→ **WORK REQUIRED**
How many lines in the data below contain the word "snow"? Match case exactly, and reply with only the number.

┌─ DATASET CONTENT

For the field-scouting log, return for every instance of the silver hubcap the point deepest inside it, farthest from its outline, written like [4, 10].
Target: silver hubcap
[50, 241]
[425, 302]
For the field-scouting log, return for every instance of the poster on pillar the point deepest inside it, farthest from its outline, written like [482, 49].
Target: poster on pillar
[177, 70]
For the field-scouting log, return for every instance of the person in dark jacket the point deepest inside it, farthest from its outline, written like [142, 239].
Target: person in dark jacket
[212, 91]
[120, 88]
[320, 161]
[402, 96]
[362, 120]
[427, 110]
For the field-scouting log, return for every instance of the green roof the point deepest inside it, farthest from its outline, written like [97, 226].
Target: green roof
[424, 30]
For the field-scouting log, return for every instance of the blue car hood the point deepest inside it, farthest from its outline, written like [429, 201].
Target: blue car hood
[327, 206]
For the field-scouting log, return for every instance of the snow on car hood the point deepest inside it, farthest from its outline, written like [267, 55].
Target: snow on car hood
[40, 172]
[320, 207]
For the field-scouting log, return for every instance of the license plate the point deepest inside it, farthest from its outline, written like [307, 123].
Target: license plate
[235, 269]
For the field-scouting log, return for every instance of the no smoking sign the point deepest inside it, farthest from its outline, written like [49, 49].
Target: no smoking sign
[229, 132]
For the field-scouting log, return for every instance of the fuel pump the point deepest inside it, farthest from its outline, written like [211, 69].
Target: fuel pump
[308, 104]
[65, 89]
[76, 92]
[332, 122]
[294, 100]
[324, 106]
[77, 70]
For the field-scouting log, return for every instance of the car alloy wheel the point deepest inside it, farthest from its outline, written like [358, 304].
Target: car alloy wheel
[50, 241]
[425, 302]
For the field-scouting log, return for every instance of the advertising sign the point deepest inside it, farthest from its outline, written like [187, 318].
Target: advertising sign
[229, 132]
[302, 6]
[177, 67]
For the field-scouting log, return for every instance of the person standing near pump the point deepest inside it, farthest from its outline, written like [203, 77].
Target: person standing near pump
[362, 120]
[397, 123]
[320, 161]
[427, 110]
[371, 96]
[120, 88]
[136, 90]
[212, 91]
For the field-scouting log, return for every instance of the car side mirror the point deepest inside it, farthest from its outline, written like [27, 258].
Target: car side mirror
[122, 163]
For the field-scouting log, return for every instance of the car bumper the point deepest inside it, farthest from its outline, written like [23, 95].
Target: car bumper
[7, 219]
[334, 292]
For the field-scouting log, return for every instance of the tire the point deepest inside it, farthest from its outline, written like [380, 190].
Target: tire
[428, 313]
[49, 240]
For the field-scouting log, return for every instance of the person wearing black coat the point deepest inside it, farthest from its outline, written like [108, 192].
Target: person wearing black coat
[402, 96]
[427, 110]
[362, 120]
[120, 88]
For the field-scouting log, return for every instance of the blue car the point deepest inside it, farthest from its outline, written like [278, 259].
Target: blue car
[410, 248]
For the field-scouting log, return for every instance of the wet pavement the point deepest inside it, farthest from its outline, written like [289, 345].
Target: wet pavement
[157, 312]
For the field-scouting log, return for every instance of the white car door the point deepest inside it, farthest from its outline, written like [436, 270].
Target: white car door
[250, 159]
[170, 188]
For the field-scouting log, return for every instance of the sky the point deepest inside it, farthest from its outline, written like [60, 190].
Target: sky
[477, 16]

└─
┌─ DATASET CONTENT

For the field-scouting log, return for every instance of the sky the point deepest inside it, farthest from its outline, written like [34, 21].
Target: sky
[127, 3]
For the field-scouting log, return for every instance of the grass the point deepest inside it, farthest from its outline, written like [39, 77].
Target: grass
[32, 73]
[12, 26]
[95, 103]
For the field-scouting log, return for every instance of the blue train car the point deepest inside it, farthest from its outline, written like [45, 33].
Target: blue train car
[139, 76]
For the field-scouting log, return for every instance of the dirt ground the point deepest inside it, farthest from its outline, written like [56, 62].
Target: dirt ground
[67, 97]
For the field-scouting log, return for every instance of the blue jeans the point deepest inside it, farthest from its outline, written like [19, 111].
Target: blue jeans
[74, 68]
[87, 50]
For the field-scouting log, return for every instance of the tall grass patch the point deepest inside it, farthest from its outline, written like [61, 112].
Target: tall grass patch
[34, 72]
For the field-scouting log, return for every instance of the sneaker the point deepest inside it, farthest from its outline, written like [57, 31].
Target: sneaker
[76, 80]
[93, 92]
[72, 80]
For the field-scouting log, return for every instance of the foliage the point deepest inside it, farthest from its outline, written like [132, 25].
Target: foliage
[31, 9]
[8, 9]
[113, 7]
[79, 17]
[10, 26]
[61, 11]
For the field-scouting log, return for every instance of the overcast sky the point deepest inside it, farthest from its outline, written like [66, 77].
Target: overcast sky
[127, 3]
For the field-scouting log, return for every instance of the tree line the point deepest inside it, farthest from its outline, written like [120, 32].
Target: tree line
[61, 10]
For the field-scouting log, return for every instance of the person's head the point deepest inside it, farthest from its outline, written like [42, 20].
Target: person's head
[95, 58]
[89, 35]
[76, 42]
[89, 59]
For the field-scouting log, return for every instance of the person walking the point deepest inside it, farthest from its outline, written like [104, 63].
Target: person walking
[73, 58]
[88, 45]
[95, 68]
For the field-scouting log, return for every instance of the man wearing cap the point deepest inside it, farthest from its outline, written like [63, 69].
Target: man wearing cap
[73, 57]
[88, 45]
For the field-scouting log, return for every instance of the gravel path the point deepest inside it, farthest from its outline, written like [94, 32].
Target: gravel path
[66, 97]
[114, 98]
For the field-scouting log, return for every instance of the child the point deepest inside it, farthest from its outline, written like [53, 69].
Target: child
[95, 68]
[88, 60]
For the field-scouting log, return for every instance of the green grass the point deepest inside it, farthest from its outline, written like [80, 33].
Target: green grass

└─
┌─ DATASET CONTENT

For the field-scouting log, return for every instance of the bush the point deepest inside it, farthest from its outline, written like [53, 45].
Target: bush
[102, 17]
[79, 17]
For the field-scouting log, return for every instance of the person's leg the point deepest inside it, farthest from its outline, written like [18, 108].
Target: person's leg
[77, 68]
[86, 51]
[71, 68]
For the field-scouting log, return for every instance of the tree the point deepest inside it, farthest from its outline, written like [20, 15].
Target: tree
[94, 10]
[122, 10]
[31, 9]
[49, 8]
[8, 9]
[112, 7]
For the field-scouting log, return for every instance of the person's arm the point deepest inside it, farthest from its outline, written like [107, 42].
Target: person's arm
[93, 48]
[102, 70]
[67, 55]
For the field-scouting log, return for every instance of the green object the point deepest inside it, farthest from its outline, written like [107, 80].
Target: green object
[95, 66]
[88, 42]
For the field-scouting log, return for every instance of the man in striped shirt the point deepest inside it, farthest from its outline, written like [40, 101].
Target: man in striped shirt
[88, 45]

└─

→ **THE RESPONSE**
2